◆ Textauszug
------------------------------------------------
Wir sind erstaunt, wie weit die vorgeschlagenen Lösungen von den bestehenden Gegebenheiten entfernt sind. Wenn tschechischen Schülern Probleme beim Erlernen einer zweiten Fremdsprache nachgesagt werden und sie als leistungsschwach gelten, sollte dann ein solcher Unterricht motivierten Schülern vorbehalten bleiben und für andere aufgegeben werden?
Wäre es nicht besser, nach Wegen zu suchen, um die Qualität des Unterrichts zu verbessern: durch eine Erhöhung der Stundenzahl, durch die Förderung des frühzeitigen Erlernens von Sprachen und durch eine verstärkte Aus- und Weiterbildung der Sprachlehrer?
Dieser Vorschlag würde de facto dazu führen, dass die Zahl der Schüler, die eine zweite Fremdsprache erlernen, sinkt und damit auch die Zahl der Fremdsprachenlehrer und der Studenten, die sich für diesen Bereich entscheiden. Damit wäre die gesamte Ausbildungskette gefährdet und die jahrelangen Bemühungen um die Ausbildung von qualifizierten Sprachlehrern umsonst gewesen.
------------------------------------------------
◆ Vorliegendes Material
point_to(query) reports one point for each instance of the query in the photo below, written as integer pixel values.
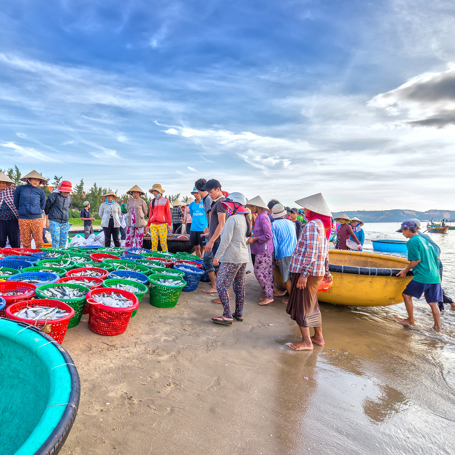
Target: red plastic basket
(55, 328)
(103, 276)
(106, 320)
(168, 263)
(193, 264)
(100, 257)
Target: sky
(351, 98)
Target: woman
(344, 232)
(262, 248)
(57, 210)
(9, 226)
(137, 211)
(232, 255)
(109, 213)
(30, 201)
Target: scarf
(326, 221)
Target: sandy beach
(177, 383)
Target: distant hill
(392, 216)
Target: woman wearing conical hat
(9, 225)
(135, 224)
(30, 201)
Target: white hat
(316, 203)
(278, 211)
(257, 202)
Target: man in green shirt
(423, 261)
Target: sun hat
(65, 187)
(110, 193)
(278, 211)
(315, 203)
(34, 175)
(135, 188)
(157, 187)
(257, 202)
(5, 178)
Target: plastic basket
(15, 264)
(57, 270)
(104, 273)
(43, 277)
(192, 278)
(76, 304)
(106, 320)
(54, 328)
(164, 296)
(142, 288)
(128, 275)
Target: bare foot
(301, 346)
(318, 341)
(405, 322)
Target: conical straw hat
(316, 203)
(257, 202)
(5, 178)
(34, 175)
(135, 188)
(343, 216)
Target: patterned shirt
(311, 255)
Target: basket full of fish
(52, 316)
(110, 310)
(71, 294)
(165, 290)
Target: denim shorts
(433, 292)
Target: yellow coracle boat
(365, 279)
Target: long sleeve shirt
(311, 254)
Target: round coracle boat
(365, 279)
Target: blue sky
(354, 99)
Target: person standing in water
(424, 263)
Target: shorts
(284, 264)
(208, 258)
(196, 239)
(433, 292)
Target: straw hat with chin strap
(315, 203)
(110, 193)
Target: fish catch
(41, 313)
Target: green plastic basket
(76, 304)
(139, 294)
(164, 296)
(58, 270)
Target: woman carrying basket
(232, 255)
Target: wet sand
(177, 383)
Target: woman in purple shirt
(262, 248)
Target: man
(198, 222)
(160, 220)
(423, 261)
(216, 224)
(87, 219)
(298, 225)
(309, 265)
(284, 242)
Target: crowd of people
(288, 247)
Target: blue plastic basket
(128, 274)
(192, 278)
(15, 264)
(44, 277)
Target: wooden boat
(365, 279)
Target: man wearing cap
(87, 219)
(216, 224)
(160, 219)
(198, 222)
(423, 261)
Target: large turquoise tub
(41, 391)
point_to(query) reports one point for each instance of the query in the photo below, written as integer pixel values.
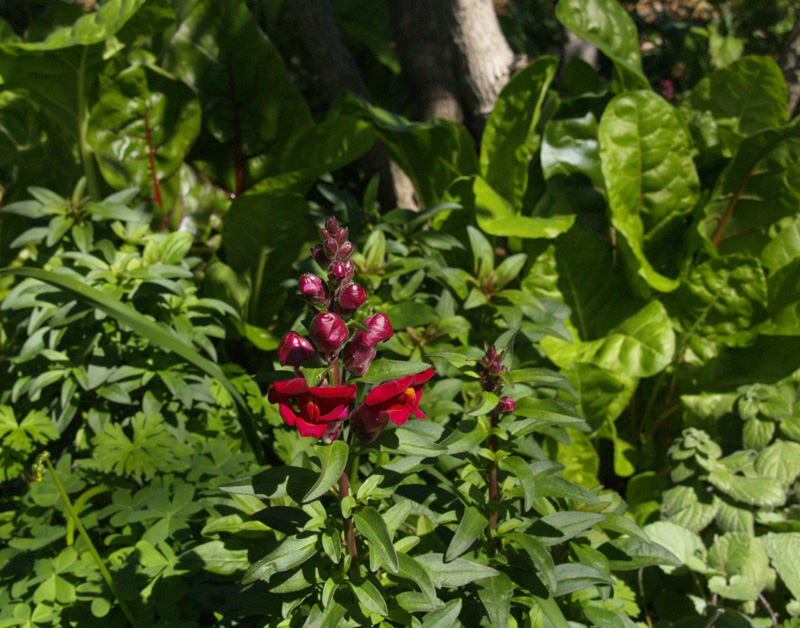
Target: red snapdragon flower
(311, 408)
(393, 401)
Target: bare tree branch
(486, 59)
(427, 58)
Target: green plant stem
(491, 441)
(349, 527)
(87, 155)
(92, 550)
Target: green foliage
(637, 257)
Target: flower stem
(492, 444)
(349, 527)
(92, 550)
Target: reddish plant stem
(151, 153)
(237, 136)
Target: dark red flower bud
(337, 272)
(294, 350)
(328, 332)
(330, 247)
(380, 329)
(349, 271)
(319, 256)
(351, 298)
(357, 356)
(332, 226)
(506, 404)
(332, 432)
(313, 288)
(345, 251)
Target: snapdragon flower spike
(360, 351)
(294, 350)
(489, 368)
(328, 332)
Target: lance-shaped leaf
(156, 334)
(608, 26)
(495, 594)
(142, 128)
(650, 178)
(496, 216)
(716, 305)
(510, 138)
(432, 154)
(640, 347)
(372, 527)
(756, 189)
(251, 107)
(748, 96)
(262, 236)
(333, 459)
(470, 528)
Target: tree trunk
(486, 59)
(427, 58)
(790, 64)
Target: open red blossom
(311, 408)
(393, 401)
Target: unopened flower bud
(345, 251)
(313, 288)
(367, 425)
(294, 350)
(333, 431)
(332, 226)
(351, 298)
(357, 356)
(380, 329)
(349, 270)
(319, 256)
(328, 332)
(337, 271)
(506, 404)
(330, 247)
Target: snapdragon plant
(399, 520)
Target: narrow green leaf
(371, 525)
(540, 556)
(470, 527)
(410, 569)
(333, 459)
(495, 594)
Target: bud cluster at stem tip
(321, 411)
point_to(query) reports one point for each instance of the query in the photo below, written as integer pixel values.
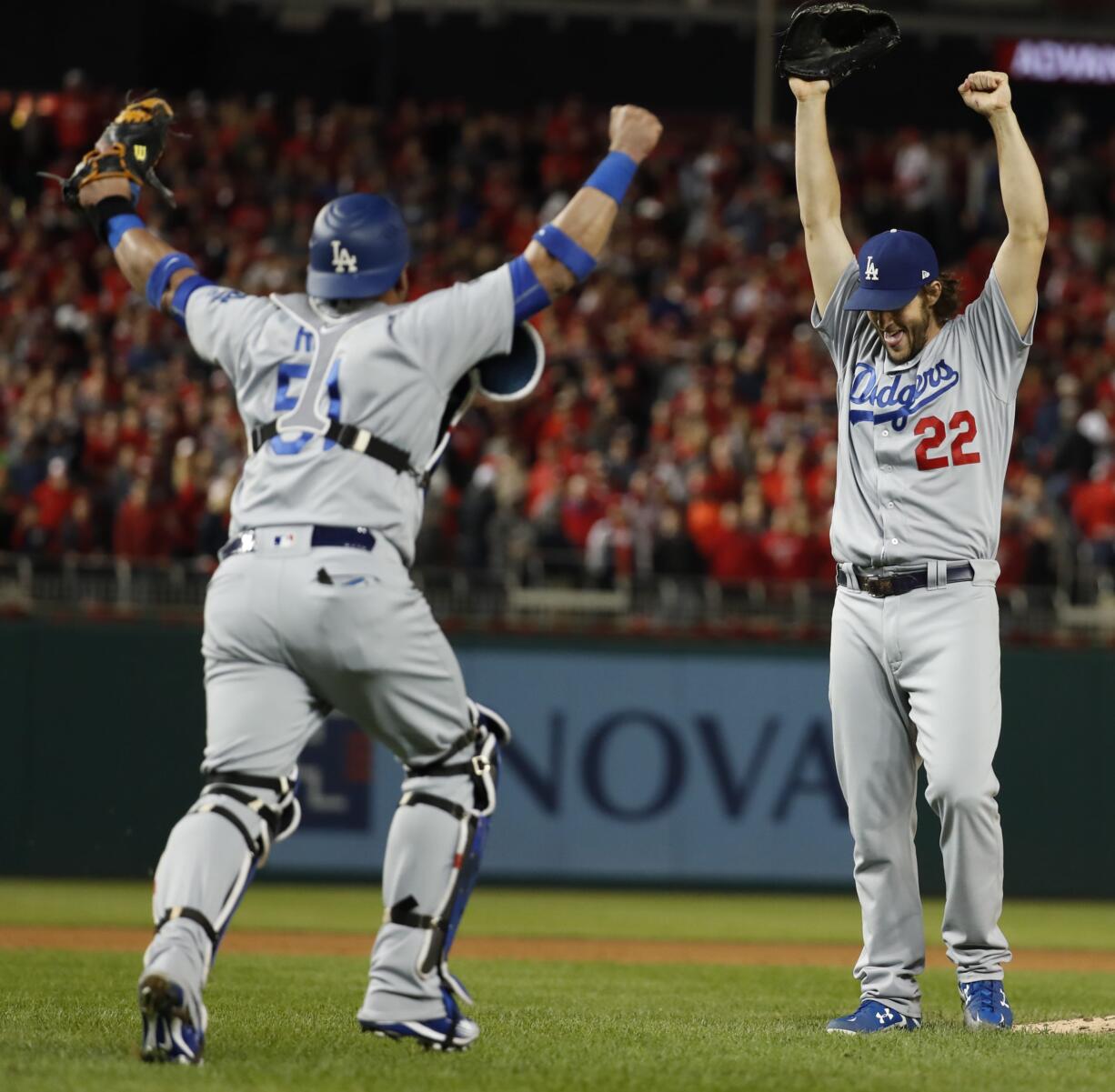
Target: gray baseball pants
(282, 646)
(914, 678)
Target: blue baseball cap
(893, 268)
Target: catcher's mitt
(129, 147)
(832, 40)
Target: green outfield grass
(67, 1019)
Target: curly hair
(948, 302)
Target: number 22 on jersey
(935, 435)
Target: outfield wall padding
(636, 761)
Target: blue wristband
(528, 295)
(166, 267)
(117, 225)
(182, 293)
(561, 247)
(613, 175)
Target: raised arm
(588, 218)
(827, 246)
(136, 250)
(1020, 258)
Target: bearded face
(904, 332)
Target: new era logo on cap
(893, 267)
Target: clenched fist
(986, 93)
(804, 89)
(633, 130)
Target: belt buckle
(879, 586)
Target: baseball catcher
(347, 392)
(927, 410)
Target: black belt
(898, 579)
(354, 439)
(247, 542)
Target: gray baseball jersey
(923, 445)
(391, 375)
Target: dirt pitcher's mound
(1083, 1026)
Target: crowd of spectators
(686, 424)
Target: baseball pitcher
(927, 409)
(347, 392)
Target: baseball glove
(129, 147)
(832, 40)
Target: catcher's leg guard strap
(281, 816)
(176, 912)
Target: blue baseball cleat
(869, 1017)
(986, 1006)
(445, 1033)
(450, 1032)
(168, 1032)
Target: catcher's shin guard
(433, 860)
(210, 858)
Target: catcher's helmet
(358, 248)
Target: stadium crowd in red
------------------------------------------------
◆ Aufgaben
(a) Fasse den Absatz aus dem Textauszug, der mit „Wäre es nicht besser“ beginnt, als kurze Liste zusammen. Die wichtigsten Aussagen sollen erhalten bleiben.
(b) Wie viele Zeilen in den Einträgen enthalten das Wort „blue“? Achte auf Groß- und Kleinschreibung und nenne nur die Zahl.

◆ Vollständige Lösungen
(a)
Statt den Unterricht aufzugeben, sollte man die Qualität des Unterrichts verbessern durch:
- mehr Unterrichtsstunden
- die Förderung des frühzeitigen Sprachenlernens
- eine stärkere Aus- und Weiterbildung der Sprachlehrer

(b) 5